_Records for this exercise_
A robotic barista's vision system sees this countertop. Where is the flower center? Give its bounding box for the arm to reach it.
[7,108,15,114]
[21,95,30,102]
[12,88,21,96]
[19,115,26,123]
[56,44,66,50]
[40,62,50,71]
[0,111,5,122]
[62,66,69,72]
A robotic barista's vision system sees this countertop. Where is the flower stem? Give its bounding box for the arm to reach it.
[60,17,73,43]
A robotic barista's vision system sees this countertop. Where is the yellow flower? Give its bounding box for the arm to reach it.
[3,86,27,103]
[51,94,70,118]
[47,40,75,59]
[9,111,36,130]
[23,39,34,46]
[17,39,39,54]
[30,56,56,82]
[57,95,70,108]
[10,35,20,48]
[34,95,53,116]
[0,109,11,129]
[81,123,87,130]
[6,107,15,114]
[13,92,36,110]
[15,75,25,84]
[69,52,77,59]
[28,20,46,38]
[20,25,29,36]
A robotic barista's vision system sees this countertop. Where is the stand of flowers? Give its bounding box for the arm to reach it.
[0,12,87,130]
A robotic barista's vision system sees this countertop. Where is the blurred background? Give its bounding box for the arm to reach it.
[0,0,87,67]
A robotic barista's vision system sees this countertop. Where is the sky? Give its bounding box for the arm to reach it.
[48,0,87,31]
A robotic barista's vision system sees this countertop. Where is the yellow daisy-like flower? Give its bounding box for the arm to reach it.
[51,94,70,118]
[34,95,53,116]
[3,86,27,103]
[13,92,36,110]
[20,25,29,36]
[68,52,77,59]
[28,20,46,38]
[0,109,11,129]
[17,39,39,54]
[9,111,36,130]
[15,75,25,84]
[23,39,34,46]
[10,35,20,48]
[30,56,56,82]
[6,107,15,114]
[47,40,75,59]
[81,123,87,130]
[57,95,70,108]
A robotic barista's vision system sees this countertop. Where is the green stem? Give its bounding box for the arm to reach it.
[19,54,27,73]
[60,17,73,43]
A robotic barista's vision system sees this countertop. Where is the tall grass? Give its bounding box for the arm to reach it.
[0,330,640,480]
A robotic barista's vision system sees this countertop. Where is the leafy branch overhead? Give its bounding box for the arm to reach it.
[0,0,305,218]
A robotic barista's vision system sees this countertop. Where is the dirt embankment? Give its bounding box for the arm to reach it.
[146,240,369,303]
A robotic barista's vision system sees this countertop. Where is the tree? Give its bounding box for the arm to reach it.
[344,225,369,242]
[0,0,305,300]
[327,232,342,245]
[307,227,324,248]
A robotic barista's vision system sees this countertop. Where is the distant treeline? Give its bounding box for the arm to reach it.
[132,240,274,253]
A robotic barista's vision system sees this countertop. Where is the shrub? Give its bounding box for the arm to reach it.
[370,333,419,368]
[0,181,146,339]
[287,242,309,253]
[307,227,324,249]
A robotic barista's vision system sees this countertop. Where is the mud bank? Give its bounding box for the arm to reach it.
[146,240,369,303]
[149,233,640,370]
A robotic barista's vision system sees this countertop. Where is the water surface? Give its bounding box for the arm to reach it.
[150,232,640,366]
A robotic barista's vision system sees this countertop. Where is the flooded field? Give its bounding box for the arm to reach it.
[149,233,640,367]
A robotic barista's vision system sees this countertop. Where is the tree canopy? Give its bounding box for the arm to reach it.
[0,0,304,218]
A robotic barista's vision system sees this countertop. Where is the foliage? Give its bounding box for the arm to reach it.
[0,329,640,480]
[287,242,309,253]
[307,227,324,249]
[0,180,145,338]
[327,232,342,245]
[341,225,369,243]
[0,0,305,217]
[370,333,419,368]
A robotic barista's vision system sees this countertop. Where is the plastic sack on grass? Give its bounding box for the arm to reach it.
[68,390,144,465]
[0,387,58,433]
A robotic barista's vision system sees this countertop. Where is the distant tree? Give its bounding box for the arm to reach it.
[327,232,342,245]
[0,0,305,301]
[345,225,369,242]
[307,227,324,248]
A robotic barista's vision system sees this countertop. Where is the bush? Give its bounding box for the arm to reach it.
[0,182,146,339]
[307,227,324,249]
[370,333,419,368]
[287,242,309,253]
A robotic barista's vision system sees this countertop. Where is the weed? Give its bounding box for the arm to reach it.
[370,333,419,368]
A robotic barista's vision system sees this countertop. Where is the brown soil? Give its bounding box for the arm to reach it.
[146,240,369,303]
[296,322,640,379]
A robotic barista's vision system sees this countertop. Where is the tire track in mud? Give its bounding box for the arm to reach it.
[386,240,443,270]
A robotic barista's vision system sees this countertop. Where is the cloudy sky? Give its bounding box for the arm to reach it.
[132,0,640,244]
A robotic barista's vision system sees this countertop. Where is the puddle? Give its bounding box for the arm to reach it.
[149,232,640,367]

_Problem description_
Rewrite the entries from the line containing "is the sky?" through the line containing "[132,240,274,253]", including both, keeping every line and scaling each bounding-box coordinate by 0.6, rounded to a whole number with halves going up. Leave all other wording unchanged, and give only these lines.

_Full response_
A robotic barista's vision system sees this countertop. Where is the sky? Give its bounding box for the arm to reach it.
[29,0,52,19]
A robotic barista's vision system sees this countertop. Where is the yellow daisy-like flower? Give its bounding box for the arm to reach it.
[31,56,42,71]
[20,57,32,70]
[2,52,16,62]
[8,55,22,66]
[12,15,17,22]
[41,31,46,35]
[17,12,28,23]
[0,65,7,77]
[10,23,23,32]
[5,67,22,78]
[9,45,15,50]
[14,23,20,28]
[6,21,12,29]
[18,34,34,49]
[4,64,9,68]
[28,24,45,35]
[49,74,52,78]
[34,57,42,65]
A robotic barista's vision system sees this countertop. Where is the green stem? Give its bounding box for the arm to reach it.
[11,32,16,44]
[36,10,44,26]
A robotic barista's vision system sees this countertop. Where is the tall grass? Give its bounding box for the arm to reach it.
[0,198,384,288]
A robotic barista's vision system sees this countertop. Where is the leafy branch overhead? Give its bounding box for the arm to reach it.
[0,0,183,131]
A robotic barista's vision system sees this countertop. Where is the dirt embankment? Give its bounding box for the arm to reach it.
[88,144,221,182]
A robotic barista's vision system sees this countertop. Where is the tree? Give its bounding box for the arm to reach it.
[206,135,221,145]
[0,0,183,180]
[196,139,205,147]
[184,136,194,149]
A robotic barista's vision system sees this countertop. Where is the distant treeline? Give its bounding box for the arm to reach it.
[79,144,164,152]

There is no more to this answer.